● Given problem:
Rewrite all of the material below, replacing each "Sample output" with "Example output" and keeping everything else the same. Omit the pictures from your answer.

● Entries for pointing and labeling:
_ _ _
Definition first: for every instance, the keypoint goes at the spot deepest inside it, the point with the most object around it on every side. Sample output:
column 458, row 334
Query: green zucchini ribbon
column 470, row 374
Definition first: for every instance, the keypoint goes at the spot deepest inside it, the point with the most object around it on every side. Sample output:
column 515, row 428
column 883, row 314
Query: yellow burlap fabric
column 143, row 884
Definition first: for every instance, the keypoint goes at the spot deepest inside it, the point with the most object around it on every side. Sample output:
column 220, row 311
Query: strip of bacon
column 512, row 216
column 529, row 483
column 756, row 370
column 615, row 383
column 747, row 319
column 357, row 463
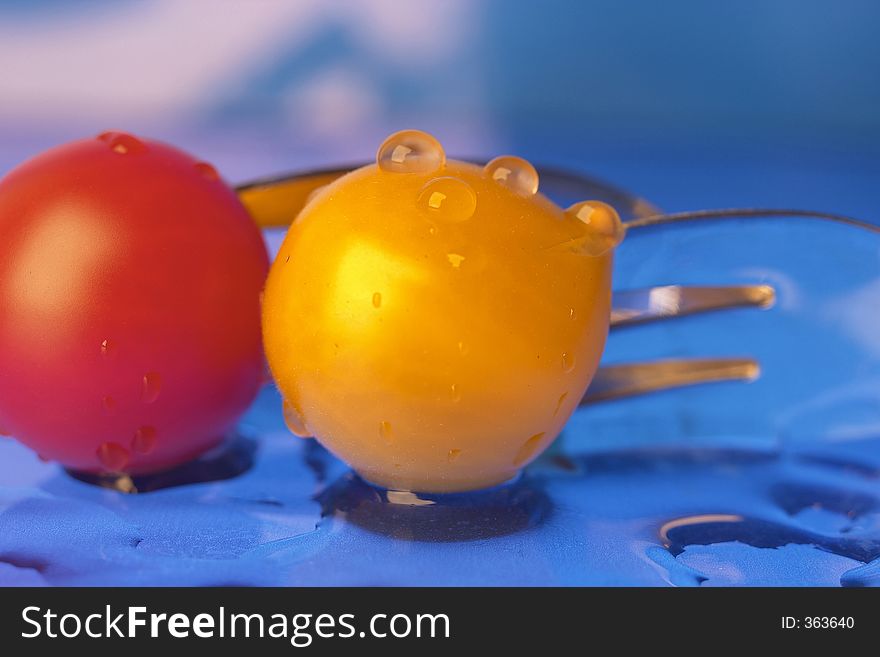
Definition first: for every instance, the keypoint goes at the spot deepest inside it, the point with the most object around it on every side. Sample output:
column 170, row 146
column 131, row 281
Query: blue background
column 690, row 104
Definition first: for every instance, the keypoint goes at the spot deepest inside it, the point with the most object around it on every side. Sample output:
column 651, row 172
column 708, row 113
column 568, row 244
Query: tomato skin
column 130, row 277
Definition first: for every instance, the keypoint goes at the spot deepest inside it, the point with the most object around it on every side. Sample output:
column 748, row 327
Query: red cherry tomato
column 130, row 277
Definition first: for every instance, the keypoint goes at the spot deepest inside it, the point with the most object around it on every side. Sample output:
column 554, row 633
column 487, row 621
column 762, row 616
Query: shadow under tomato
column 458, row 517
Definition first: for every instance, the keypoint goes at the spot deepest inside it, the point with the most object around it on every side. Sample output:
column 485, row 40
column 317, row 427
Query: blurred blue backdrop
column 690, row 103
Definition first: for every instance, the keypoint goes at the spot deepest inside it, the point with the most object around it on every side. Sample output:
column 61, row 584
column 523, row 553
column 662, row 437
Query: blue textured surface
column 775, row 482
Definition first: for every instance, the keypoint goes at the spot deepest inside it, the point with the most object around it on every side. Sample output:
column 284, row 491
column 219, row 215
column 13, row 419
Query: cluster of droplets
column 123, row 143
column 114, row 456
column 453, row 200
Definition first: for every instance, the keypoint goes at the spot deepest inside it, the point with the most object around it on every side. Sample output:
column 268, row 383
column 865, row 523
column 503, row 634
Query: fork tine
column 668, row 301
column 630, row 379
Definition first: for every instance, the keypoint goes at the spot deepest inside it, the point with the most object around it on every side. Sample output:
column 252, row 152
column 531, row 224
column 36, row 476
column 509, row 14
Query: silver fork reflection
column 668, row 302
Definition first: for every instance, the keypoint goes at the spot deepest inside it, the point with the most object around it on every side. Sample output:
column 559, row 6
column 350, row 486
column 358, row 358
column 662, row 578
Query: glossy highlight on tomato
column 435, row 323
column 130, row 277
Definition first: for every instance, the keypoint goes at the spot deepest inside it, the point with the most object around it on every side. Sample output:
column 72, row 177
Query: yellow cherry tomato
column 434, row 323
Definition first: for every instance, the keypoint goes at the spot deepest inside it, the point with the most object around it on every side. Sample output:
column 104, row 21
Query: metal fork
column 275, row 202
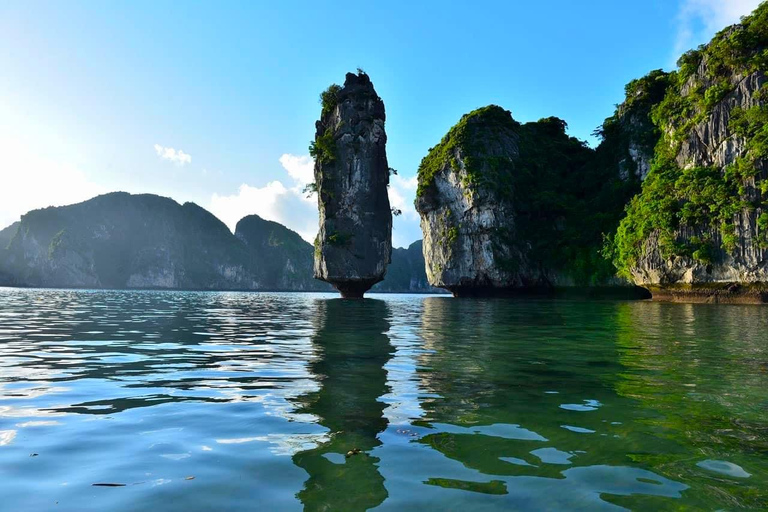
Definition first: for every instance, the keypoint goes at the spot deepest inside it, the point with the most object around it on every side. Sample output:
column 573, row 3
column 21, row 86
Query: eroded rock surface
column 354, row 243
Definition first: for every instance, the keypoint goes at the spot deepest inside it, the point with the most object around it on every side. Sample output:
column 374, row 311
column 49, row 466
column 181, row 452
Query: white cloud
column 300, row 168
column 402, row 192
column 699, row 20
column 178, row 157
column 29, row 180
column 290, row 206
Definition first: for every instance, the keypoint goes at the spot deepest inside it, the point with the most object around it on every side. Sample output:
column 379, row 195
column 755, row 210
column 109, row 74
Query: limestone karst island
column 491, row 256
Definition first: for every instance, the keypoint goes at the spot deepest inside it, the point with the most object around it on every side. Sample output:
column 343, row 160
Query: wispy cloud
column 36, row 180
column 699, row 20
column 285, row 201
column 286, row 204
column 178, row 157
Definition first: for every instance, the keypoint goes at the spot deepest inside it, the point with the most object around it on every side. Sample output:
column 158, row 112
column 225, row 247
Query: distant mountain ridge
column 144, row 241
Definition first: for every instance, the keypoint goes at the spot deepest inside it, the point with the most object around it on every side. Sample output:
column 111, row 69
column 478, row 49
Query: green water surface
column 247, row 401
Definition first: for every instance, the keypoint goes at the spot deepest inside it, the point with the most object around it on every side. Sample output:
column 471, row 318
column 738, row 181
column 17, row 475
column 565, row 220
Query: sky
column 215, row 102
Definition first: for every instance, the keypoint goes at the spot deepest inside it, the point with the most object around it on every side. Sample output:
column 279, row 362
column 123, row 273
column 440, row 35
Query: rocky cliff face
column 144, row 241
column 509, row 208
column 127, row 241
column 282, row 257
column 353, row 246
column 698, row 230
column 406, row 273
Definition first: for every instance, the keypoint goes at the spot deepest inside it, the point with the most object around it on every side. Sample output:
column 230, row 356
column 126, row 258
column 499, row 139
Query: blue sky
column 215, row 102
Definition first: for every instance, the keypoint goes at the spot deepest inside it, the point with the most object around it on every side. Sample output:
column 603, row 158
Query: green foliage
column 339, row 239
column 563, row 195
column 465, row 137
column 323, row 148
column 453, row 234
column 706, row 200
column 56, row 242
column 329, row 98
column 671, row 197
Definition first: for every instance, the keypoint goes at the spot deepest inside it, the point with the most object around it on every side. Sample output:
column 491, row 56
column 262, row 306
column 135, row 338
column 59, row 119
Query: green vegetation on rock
column 705, row 200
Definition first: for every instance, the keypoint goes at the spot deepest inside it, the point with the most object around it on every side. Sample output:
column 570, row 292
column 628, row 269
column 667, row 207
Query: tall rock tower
column 354, row 244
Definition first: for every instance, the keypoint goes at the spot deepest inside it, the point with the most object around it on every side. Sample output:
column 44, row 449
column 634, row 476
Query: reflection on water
column 352, row 350
column 288, row 401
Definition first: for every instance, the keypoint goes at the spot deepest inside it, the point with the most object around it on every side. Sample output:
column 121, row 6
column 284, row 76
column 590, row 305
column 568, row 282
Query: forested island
column 673, row 201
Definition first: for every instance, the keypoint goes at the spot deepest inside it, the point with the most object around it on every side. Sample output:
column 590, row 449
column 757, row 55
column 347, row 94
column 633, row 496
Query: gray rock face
column 738, row 275
column 354, row 243
column 469, row 232
column 505, row 208
column 121, row 240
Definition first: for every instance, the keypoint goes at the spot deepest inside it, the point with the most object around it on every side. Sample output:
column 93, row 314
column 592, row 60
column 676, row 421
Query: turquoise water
column 225, row 401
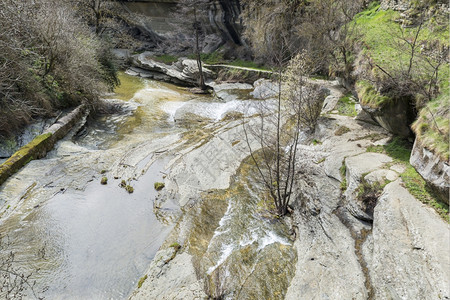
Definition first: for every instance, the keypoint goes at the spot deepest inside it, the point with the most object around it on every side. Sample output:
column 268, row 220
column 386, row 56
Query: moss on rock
column 37, row 148
column 432, row 126
column 369, row 96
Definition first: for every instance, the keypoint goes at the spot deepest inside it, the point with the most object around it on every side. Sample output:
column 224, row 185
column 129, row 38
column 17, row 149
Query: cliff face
column 222, row 20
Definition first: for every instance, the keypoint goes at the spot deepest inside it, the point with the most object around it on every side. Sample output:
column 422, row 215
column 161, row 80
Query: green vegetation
column 346, row 106
column 432, row 126
column 129, row 189
column 368, row 194
column 368, row 95
column 34, row 149
column 342, row 130
column 159, row 186
column 141, row 281
column 176, row 246
column 48, row 64
column 320, row 160
column 400, row 151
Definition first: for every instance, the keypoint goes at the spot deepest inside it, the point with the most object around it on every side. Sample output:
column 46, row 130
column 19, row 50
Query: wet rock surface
column 433, row 169
column 216, row 238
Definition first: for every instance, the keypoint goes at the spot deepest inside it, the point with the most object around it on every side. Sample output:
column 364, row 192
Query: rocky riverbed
column 335, row 245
_ _ _
● Response to the task:
Definition first: for every instance, the keypoint goes at the spot deepest inside it, the point with the most object around it on every side. Example output:
column 458, row 334
Query: green zucchini ribbon
column 470, row 374
Definition first: for every instance, the keypoint goes at the spot deepest inside it, the point with the most object around it on every side. Example output:
column 515, row 428
column 883, row 314
Query: yellow burlap fabric
column 143, row 884
Definition first: for every instance, the keypoint goes at the spot deepest inside it, the point with the most object around it on every side. Example output:
column 220, row 311
Query: strip of bacon
column 512, row 216
column 529, row 483
column 756, row 370
column 615, row 383
column 747, row 319
column 357, row 463
Definition first: for every instance, the keypoint goes at the spot deepest inside it, the point with the most object around it on every side. Example output:
column 170, row 146
column 131, row 281
Query: blue background
column 690, row 104
Definition first: for every instance, the keypoint goes at the spot deepest inside it, the point with the most object around it on every side. Example output:
column 651, row 172
column 708, row 113
column 568, row 244
Query: tomato skin
column 130, row 277
Definition first: for every instance, the keypoint goes at the spot deepest inside it, the point with the most object around it on every side. Example output:
column 748, row 327
Query: red cherry tomato
column 130, row 277
Definition first: for every instance, the keypoint goes at the spot deepest inside it, the point with the most object around it on every side. Example output:
column 554, row 633
column 487, row 621
column 762, row 616
Query: shadow under tomato
column 458, row 517
Definition first: for every instance, the keypoint goes at the spot deepest inside it, the point with the most object around it on every side. Example output:
column 485, row 40
column 317, row 427
Query: blurred blue backdrop
column 690, row 103
Definition first: for every instance, the keypoint goes at the spot deepest inside it, the point with the most object around it on every side. Example output:
column 61, row 584
column 523, row 553
column 662, row 437
Query: blue textured surface
column 775, row 482
Definition first: for every instance, the keypoint goes at the spot deepest inside it, the point with the most object around it on every side. Example output:
column 284, row 491
column 219, row 215
column 13, row 419
Query: cluster of droplets
column 123, row 143
column 114, row 456
column 453, row 200
Definition first: for every instance, the keypoint goes at the spot deepest inside it, the point with the most object around it on every side. Example output:
column 268, row 383
column 865, row 523
column 503, row 634
Query: fork tine
column 668, row 301
column 630, row 379
Definition first: for every instance, the keypoint goes at the spot deepest inside it, the point with the most object around it on every side. Example output:
column 252, row 152
column 531, row 224
column 36, row 476
column 509, row 14
Query: silver fork reflection
column 668, row 302
Definition first: for every instance, the keypoint goes at the spot deepest inside it, the point with the most object around it on every side. Example output:
column 559, row 6
column 350, row 486
column 358, row 358
column 662, row 578
Query: glossy highlight on tomato
column 435, row 323
column 130, row 277
Definition first: for every instance, the keypoint goes at the spot deepest inside it, the point with the most object around it on every side. Example output:
column 72, row 177
Query: yellow cherry tomato
column 434, row 323
Definition first: for every instance, the keypoint goes at the spot deepest inside it, the point with the most object around it on every side. Example output:
column 104, row 21
Query: metal fork
column 275, row 202
Definition first: for every instance, the keypoint goes at the spot deepest inside it, the point with the most object around it on every side. Example output:
column 573, row 3
column 21, row 86
Query: eroded rock surface
column 354, row 243
Definition first: for every instance, the keypoint goes at the spot deepest inside it, the point with the most object around it on every side. Example output:
column 374, row 311
column 49, row 466
column 181, row 452
Query: white cloud
column 300, row 168
column 402, row 192
column 699, row 20
column 178, row 157
column 29, row 180
column 290, row 206
Definition first: for every instance, the keypoint goes at the spot deepest inside it, the point with the most object around it on every side. Example output:
column 379, row 195
column 755, row 210
column 109, row 74
Query: limestone karst island
column 491, row 256
Definition first: for every instance, the keypoint goes at the spot deepest inside it, the point with the most object around it on every side. Example output:
column 343, row 160
Query: wispy cloud
column 36, row 180
column 699, row 20
column 285, row 201
column 286, row 204
column 178, row 157
Definition first: for every instance, the keypoint goes at the spot deepest inside it, the point with the most object around it on every side. Example output:
column 158, row 112
column 225, row 247
Query: distant mountain ridge
column 144, row 241
Definition first: for every instance, the keypoint goes at the spot deepest inside it, the point with the most object around it on every side. Example output:
column 111, row 69
column 478, row 49
Query: green water surface
column 247, row 401
Definition first: for every instance, the keypoint goes at the spot deepest inside it, the point with the most object around it on every side. Example output:
column 471, row 318
column 738, row 181
column 17, row 475
column 565, row 220
Query: sky
column 215, row 102
Definition first: for every instance, the keypoint goes at the spot deepest inside it, the point with the most object around it on every side. Example output:
column 279, row 362
column 123, row 273
column 440, row 35
Query: rocky cliff face
column 144, row 241
column 509, row 208
column 127, row 241
column 282, row 257
column 353, row 246
column 698, row 230
column 406, row 273
Definition first: for every instance, the keypoint goes at the spot deepest inside it, the point with the most object around it on every side. Example output:
column 230, row 356
column 126, row 258
column 499, row 139
Query: blue sky
column 215, row 102
Definition first: for every instance, the keypoint goes at the spot deepest inside it, the point with the most object around it on every side. Example output:
column 603, row 158
Query: green foliage
column 339, row 239
column 563, row 195
column 465, row 137
column 323, row 148
column 453, row 234
column 706, row 200
column 56, row 242
column 329, row 98
column 671, row 197
Definition first: for every instance, the keypoint goes at the spot deepest inside it, the point with the most object around it on every side. Example output:
column 491, row 56
column 262, row 306
column 135, row 338
column 59, row 119
Query: green vegetation on rock
column 705, row 200
Definition first: for every instance, the keypoint goes at the spot deepest inside it, the point with the most object around it on every side. Example output:
column 570, row 292
column 628, row 269
column 667, row 207
Query: tall rock tower
column 354, row 244
Definition first: for every instance, the keypoint goes at the spot deepest inside it, the point with the most object around it on every side. Example output:
column 44, row 449
column 634, row 476
Query: reflection on water
column 352, row 350
column 288, row 401
Definition first: for every instance, the keypoint goes at the spot deepest inside it, the point with the most object around it on every side. Example output:
column 121, row 6
column 284, row 76
column 590, row 305
column 568, row 282
Query: forested island
column 673, row 201
Definition first: for every instance, the keypoint goes at the spot deepest inside it, the point with the most object around it on every side. Example output:
column 590, row 449
column 757, row 55
column 347, row 94
column 633, row 496
Query: gray rock face
column 738, row 275
column 354, row 243
column 469, row 232
column 505, row 208
column 121, row 240
Definition first: for every instance, the keypoint goes at the spot deepest inside it, the point with the most object around it on every side. Example output:
column 93, row 314
column 592, row 60
column 676, row 421
Query: turquoise water
column 225, row 401
Definition first: for every instance, the keypoint goes at the spot deepest inside it, the point with the most object around it on every side. Example output:
column 268, row 220
column 386, row 56
Query: moss on rock
column 37, row 148
column 432, row 126
column 369, row 96
Definition first: for every instance, the keypoint goes at the spot deepest inside it, the point with the most object around it on every side. Example output:
column 224, row 185
column 129, row 38
column 17, row 149
Query: cliff face
column 222, row 20
Definition first: for every instance, the keypoint goes at the spot deepest inside it, the point with the most object around it on every side. Example output:
column 422, row 215
column 161, row 80
Query: green vegetation
column 346, row 106
column 432, row 126
column 129, row 189
column 368, row 194
column 368, row 95
column 34, row 149
column 342, row 130
column 159, row 186
column 141, row 281
column 176, row 246
column 48, row 64
column 320, row 160
column 400, row 151
Definition first: for every instance, the keypoint goes at the spot deepest inside it, the point with the most object around it on every side. Example output:
column 46, row 130
column 19, row 50
Query: wet rock surface
column 433, row 169
column 216, row 238
Definition first: for every instance, the keypoint goes at the spot deepest inside it, the point with the most object around it on every side. Example output:
column 364, row 192
Query: rocky riverbed
column 335, row 245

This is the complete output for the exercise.